§ Exercise tasks
(A) List every person named in the article about the FDA's support of artificial intelligence in medicine.
(B) Retype the passage of the FDA article that begins with the words containing "Gottlieb also said" and ends with "end of 2018.".
(C) Extend the article about the FDA's support of artificial intelligence in medicine beyond its final sentence.

§ Reading text
- - - -
FDA expands support of artificial intelligence in medicine and drug development

Dan Sfera
Healthcare in America
3 min readMay 7, 2018

Digital Health

Expanding a 2017 digital health program, the US Food and Drug Administration (FDA) is encouraging the use of artificial intelligence and other digital tools in medicine and drug development and is establishing a new incubator focused on health technology, according to a report by Meg Tirrell of CNBC.com. (https://www.cnbc.com/2018/04/26/fda-moves-to-encourage-a-i-in-medicine-drug-development.html)

According to FDA Commissioner Scott Gottlieb, who spoke at the Health Datapalooza at the end of April in Washington, “AI holds enormous promise for the future of medicine. We’re actively developing a new regulatory framework to promote innovation in this space, and support the use of AI-based technologies. We expect to see an increasing number of AI-based submissions in the coming years, starting with medical imaging devices, and we’re working with experts in the field.”

In 2017 the FDA created a pre-certification program for digital health companies, allowing certain companies that garner that status to bring digital health products to market by means of a more streamlined regulatory process. Gottlieb added that the FDA also is planning to apply that program to tools that are based on AI.

The FDA is also creating a new incubator. Named the Information Exchange and Data Transformation, or INFORMED, the incubator will enable the FDA to focus on devices that improve cancer treatment and drug development.

Gottlieb mentioned collaborations with Project Data Sphere that have the objective of using medical imaging data to create algorithms that can do a better job of classifying tumors, and with the National Cancer Institute on a joint fellowship program that aims to design “digital biomarkers” to use in drug development.

Gottlieb also said that the agency intends to determine how the public feels about the appropriate method of incorporating digital health tools designed to be used with prescription drugs. The FDA is attempting to put the finishing touches on the pre-certification program framework and anticipates that it will have it in place by the end of 2018.
- - - -
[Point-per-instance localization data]
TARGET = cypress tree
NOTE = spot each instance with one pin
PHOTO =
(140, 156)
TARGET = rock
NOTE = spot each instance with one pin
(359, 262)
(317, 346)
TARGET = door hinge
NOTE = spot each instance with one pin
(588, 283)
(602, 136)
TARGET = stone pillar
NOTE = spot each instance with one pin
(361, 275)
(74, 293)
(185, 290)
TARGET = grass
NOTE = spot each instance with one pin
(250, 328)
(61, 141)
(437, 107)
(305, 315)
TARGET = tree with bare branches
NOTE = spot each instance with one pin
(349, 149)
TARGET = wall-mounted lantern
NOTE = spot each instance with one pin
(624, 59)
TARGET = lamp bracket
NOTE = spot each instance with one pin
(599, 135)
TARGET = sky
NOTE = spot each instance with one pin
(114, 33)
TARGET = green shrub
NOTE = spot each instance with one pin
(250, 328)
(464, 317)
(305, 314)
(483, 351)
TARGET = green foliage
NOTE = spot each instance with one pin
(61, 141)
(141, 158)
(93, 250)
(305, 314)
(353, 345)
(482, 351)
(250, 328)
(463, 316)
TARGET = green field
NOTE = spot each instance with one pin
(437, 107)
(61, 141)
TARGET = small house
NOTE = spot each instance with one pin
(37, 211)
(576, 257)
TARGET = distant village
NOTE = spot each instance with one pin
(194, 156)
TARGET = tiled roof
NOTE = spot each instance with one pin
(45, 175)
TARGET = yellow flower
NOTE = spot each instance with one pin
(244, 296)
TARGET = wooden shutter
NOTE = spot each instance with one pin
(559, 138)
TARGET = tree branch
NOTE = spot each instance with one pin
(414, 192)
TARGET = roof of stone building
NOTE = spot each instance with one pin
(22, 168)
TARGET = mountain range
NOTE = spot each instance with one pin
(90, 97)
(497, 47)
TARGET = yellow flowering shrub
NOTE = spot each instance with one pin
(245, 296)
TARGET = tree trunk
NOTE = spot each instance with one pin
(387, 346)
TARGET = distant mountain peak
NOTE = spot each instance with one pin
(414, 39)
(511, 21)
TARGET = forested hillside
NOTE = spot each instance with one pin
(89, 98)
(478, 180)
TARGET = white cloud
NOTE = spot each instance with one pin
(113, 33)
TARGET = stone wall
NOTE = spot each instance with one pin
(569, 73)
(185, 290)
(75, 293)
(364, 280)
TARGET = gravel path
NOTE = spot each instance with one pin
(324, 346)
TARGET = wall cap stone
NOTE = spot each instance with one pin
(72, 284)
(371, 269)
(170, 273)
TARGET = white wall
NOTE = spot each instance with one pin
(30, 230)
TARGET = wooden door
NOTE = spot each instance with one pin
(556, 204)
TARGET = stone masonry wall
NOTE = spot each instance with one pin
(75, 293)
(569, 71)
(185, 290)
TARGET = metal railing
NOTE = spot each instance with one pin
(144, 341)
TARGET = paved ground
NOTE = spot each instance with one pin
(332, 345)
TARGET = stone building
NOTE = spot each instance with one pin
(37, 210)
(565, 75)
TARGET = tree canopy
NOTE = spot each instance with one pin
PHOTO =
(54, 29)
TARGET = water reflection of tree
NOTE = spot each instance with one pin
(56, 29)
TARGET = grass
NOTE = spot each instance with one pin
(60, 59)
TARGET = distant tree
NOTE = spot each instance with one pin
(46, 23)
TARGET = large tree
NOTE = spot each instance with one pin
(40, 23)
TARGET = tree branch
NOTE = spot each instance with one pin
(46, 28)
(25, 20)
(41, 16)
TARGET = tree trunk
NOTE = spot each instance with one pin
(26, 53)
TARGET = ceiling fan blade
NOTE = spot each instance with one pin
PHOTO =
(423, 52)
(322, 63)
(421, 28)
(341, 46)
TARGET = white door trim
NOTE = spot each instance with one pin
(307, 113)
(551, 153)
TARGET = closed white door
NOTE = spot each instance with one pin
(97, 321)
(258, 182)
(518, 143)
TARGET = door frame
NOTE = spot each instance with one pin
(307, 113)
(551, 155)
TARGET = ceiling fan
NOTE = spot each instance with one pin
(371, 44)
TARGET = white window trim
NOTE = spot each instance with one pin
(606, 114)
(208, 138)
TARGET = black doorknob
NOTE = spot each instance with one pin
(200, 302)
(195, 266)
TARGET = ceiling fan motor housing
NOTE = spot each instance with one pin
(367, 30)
- - - -
§ Numbered answers
(A) Dan Sfera, Meg Tirrell, Scott Gottlieb

(B)
Gottlieb also said that the agency intends to determine how the public feels about the appropriate method of incorporating digital health tools designed to be used with prescription drugs. The FDA is attempting to put the finishing touches on the pre-certification program framework and anticipates that it will have it in place by the end of 2018.

(C)
Gottlieb concluded, “We share your urgency to advance this innovation in care, and we’re committed to doing our part to support its benefits to patients.”

Health Datapalooza, which according to organizers, “sits at the nexus of ideas, evidence, and execution,” enabled Federal policymakers and regulatory leaders to meet with Silicon Valley startups and the health system’s chief information officers. The organizers described Health Datapalooza as “a diverse community of big thinkers and roll-up-our-sleeves-and-get-it-done problem solvers who share a mission to liberate and use data to improve health and health care.”

The conference was created to dig into the real world experience of turning information into innovation as the challenges facing health and health care continue to evolve. Attendees discussed what works, what does not work, why, and what is coming next. Bringing together diverse and influential voices from the public and private sectors, the conference offered different viewpoints from industry leaders to policy makers, delivery systems to startups, academics to data liberators, patients to clinicians, and everything in between. Datapalooza attendees got to hear about the real-world concepts and actionable steps that they could take back to their workplace, presented by both newcomers and senior leaders with first-hand experience using data to improve health and health care.